* [ФРАГМЕНТ ТЕКСТА]
Я посвящаю эту книгу своим крымским друзьям. В их обществе, с их помощью, я сроднился с Крымом.
Лучшие дни моей жизни протекли в этом чудном краю, воспоминание о котором связывается неразрывными нитями с памятью дорогих для меня людей…
с. Александровка, Курск. губ.
12 мая 1872 г.

Евгений Марков

Предисловие ко второму изданию

Очерки Крыма давно исчезли из обращения. Между тем это единственное у нас популярное описание Крыма и до сих пор остается единственным.
В Европе Крым с его поразительною оригинальностью и красотою, с его целебным воздухом, целебными водами, с целебным соком его душистого винограда, — создал бы целую литературу роскошных и дешевых изданий, художественных, ученых и всяких других.
У нас приходится быть довольным, когда единственная книга о Крыме, встреченная очевидным сочувствием публики, доживает кое-как до 2-го издания.
В обществе, бедном образованием и знаниями, вопросы поэзии, искусства, археологии или этнографии не могут еще составлять общераспространенного элемента жизни.
В наши дни политического ожесточения и материальных вкусов, быть может, всего менее может рассчитывать на успех книга, подобная ‘Очеркам Крыма’, не имеющая ничего общего с бичами столь излюбленной теперь у нас социальной сатиры, с тревожными помыслами о борьбе рабочего с хозяином, о рубле и хлебе, — полная одного тихого наслажденья природою и спокойного изучения давно минувшей жизни.
Но если книга эта не должна рассчитывать на толпу, поглощенную будничными злобами дня, то, по опыту прошлого, она надеется встретить друзей среди умов и сердец, которым всегда и во всех обстоятельствах дорого искусство и знание, которые не упраздняют вечных общечеловеческих интересов из-за страстных забот настоящей минуты, как бы ни были они почтенны и законны сами по себе.
Второе издание ‘Очерков Крыма’ является почти ничем не улучшенным. В этом издании помещены путевые письма ‘С Южного берега’, не помещенные в первом издании.
Авторы очень часто думают привлечь внимание читателя постоянным изменением первоначального текста своей книги, так называемыми исправлениями и дополнениями.

* [СУТЬ ЗАДАНИЯ]
1) Перечислите все области, вопросы которых, согласно фрагменту, еще не могут составлять общераспространенного элемента жизни в обществе, бедном образованием и знаниями.
2) Ответьте на вопросы по фрагменту:
(а) Кому посвящена книга?
(б) Какое место и какая дата указаны под посвящением?
(в) Что помещено во втором издании «Очерков Крыма» из того, чего не было в первом?
Записи к данной работе отношения не имеют.

* [ПРЕДСТАВЛЕННЫЕ ДАННЫЕ]
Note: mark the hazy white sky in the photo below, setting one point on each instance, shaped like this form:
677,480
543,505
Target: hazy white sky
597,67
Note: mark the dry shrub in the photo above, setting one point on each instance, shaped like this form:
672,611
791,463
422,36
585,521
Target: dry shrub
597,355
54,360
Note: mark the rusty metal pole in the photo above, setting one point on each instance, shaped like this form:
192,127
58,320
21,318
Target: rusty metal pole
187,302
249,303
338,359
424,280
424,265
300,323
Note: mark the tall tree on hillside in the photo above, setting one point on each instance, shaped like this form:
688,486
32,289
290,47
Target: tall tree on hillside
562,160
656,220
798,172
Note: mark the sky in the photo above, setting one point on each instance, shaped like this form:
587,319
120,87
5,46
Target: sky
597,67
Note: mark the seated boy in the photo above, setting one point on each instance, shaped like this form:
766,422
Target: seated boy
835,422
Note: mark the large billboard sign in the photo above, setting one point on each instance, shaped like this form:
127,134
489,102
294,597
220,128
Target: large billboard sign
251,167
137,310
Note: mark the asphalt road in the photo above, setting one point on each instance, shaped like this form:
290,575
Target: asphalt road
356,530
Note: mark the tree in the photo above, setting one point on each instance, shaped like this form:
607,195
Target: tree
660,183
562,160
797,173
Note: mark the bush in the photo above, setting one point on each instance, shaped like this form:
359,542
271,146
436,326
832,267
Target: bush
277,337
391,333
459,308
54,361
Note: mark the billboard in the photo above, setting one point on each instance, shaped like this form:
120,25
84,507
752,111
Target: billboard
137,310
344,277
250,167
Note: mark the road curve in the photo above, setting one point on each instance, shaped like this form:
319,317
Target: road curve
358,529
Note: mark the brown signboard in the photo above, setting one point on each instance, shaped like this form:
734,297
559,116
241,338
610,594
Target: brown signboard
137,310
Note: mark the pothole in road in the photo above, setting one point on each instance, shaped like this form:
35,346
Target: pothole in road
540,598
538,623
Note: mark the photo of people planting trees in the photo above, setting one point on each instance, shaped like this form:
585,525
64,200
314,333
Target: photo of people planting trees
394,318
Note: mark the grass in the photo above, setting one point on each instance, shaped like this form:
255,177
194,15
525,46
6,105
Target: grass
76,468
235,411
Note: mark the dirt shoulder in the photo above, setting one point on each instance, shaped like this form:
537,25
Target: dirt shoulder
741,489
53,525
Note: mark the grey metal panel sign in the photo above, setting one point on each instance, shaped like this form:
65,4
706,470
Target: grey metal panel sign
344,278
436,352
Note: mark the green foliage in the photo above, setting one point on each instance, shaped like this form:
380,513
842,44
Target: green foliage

* [ОТВЕТЫ К ЗАДАНИЯМ]
1) Поэзия, искусство, археология, этнография.

2)
(а) Своим крымским друзьям.
(б) Село Александровка Курской губернии, 12 мая 1872 г.
(в) Путевые письма «С Южного берега».